This allows us to use some Python model classes and utility functions

In [None]:
%run ./rfr_class.ipynb
%run ./utils_class.ipynb

## Load our training data

In [None]:
# Load and print dataset
csv_path = "./data/windfarm_data.csv"

# Use column 0 (date) as the index
wind_farm_data = Utils.load_data(csv_path, index_col=0)
wind_farm_data.head(5)

## Get Training and Validation data

In [None]:
X_train, y_train = Utils.get_training_data(wind_farm_data)
val_x, val_y = Utils.get_validation_data(wind_farm_data)

## Initialize a set of hyperparameters for the training and try three runs

In [None]:
# Initialize our model hyperparameters
params_list = [{"n_estimators": 100},
               {"n_estimators": 200},
               {"n_estimators": 300}]

In [None]:
# Train, fit and optionally register our model and iterate over few different tuning parameters
# Use sqlite:///mlruns.db as the local store for tracking and model registery

mlflow.set_tracking_uri("sqlite:///mlruns.db")

▸ SUPPLIED INFORMATION:
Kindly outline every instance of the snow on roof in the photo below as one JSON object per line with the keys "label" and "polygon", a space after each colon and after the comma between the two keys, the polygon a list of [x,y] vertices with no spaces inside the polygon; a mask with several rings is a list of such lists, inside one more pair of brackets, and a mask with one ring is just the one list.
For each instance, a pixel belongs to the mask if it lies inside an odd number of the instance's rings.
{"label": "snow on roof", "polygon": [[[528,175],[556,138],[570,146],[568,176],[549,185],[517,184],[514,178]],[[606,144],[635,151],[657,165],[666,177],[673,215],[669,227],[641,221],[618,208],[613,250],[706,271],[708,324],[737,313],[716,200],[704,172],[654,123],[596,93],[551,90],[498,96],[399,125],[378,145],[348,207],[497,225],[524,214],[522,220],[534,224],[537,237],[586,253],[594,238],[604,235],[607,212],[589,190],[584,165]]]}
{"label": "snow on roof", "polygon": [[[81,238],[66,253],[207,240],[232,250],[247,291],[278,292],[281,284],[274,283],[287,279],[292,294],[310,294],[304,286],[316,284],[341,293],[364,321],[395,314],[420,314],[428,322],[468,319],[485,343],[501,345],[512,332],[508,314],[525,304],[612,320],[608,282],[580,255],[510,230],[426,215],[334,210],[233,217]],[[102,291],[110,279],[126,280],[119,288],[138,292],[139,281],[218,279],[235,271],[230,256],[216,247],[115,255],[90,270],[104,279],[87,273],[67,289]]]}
==
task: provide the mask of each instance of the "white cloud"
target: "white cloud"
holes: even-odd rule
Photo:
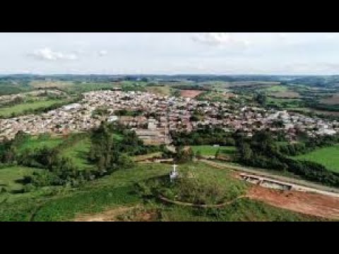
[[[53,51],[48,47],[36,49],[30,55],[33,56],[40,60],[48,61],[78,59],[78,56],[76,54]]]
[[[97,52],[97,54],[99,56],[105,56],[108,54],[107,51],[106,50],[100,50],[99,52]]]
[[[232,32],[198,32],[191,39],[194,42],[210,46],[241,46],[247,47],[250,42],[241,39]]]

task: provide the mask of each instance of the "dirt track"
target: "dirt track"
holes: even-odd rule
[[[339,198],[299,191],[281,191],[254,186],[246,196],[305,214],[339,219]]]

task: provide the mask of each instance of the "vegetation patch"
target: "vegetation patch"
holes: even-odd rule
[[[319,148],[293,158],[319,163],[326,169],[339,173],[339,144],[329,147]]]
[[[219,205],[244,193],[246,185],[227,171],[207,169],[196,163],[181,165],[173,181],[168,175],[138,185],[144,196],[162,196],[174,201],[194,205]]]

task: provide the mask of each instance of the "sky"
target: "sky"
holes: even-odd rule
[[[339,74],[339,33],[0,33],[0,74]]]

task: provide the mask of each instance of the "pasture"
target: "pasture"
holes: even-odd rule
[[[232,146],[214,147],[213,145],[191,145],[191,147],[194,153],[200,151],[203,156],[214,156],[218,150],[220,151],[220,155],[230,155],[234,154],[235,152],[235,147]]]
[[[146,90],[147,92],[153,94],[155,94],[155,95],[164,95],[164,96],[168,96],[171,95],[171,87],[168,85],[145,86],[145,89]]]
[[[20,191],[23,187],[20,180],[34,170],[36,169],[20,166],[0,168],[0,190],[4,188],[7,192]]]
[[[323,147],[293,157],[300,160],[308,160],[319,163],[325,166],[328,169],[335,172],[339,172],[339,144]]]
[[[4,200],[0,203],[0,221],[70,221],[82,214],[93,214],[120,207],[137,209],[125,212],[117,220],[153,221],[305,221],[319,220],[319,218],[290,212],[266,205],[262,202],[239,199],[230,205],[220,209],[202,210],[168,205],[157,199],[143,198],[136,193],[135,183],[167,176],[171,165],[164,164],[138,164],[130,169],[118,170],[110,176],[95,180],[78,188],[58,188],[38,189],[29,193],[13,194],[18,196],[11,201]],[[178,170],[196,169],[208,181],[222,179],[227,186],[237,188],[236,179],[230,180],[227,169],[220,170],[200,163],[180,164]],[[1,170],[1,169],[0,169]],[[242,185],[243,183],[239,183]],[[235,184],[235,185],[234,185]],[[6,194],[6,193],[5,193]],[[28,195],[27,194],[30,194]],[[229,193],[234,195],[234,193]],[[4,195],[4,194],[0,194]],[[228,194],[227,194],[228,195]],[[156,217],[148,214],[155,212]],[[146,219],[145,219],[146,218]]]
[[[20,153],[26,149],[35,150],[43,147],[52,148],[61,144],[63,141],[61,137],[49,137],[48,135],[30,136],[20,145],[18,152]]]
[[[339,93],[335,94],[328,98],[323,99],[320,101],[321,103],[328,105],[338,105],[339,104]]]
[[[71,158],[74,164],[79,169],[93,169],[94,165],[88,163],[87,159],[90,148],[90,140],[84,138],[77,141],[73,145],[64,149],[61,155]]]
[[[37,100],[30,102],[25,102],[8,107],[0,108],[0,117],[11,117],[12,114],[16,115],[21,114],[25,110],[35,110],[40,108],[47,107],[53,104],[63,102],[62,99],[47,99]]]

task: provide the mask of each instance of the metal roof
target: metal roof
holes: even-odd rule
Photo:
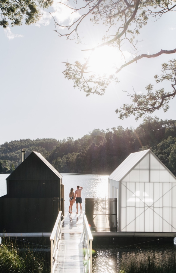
--
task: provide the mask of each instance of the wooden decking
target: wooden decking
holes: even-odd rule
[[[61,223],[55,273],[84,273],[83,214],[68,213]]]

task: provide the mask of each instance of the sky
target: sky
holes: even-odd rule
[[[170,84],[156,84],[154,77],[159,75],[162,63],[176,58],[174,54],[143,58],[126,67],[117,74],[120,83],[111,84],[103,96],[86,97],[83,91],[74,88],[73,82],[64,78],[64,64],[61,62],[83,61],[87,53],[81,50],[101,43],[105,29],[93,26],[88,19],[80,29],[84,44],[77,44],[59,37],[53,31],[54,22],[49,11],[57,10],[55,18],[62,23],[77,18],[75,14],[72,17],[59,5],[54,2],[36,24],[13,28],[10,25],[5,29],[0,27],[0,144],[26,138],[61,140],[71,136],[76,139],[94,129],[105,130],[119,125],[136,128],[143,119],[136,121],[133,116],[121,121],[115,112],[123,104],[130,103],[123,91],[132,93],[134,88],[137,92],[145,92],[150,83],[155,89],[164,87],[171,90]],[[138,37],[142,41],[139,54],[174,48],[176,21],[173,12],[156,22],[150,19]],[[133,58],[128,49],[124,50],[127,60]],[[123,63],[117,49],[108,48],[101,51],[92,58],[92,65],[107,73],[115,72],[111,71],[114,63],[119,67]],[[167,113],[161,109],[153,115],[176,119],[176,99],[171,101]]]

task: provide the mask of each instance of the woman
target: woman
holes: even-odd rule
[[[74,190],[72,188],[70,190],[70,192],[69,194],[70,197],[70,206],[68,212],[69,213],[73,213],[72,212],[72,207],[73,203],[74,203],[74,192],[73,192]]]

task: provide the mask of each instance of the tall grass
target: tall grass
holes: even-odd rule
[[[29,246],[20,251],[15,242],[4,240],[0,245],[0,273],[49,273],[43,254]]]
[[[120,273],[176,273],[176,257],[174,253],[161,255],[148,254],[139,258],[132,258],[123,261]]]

▸ GOAL: Rewrite the wind farm notebook text, everything from "## Load our" down to "wind_farm_data.head(5)", with "csv_path" swapped for "data_path".

▸ CORRECT RESULT:
## Load our training data

In [None]:
# Load and print dataset
data_path = "./data/windfarm_data.csv"

# Use column 0 (date) as the index
wind_farm_data = Utils.load_data(data_path, index_col=0)
wind_farm_data.head(5)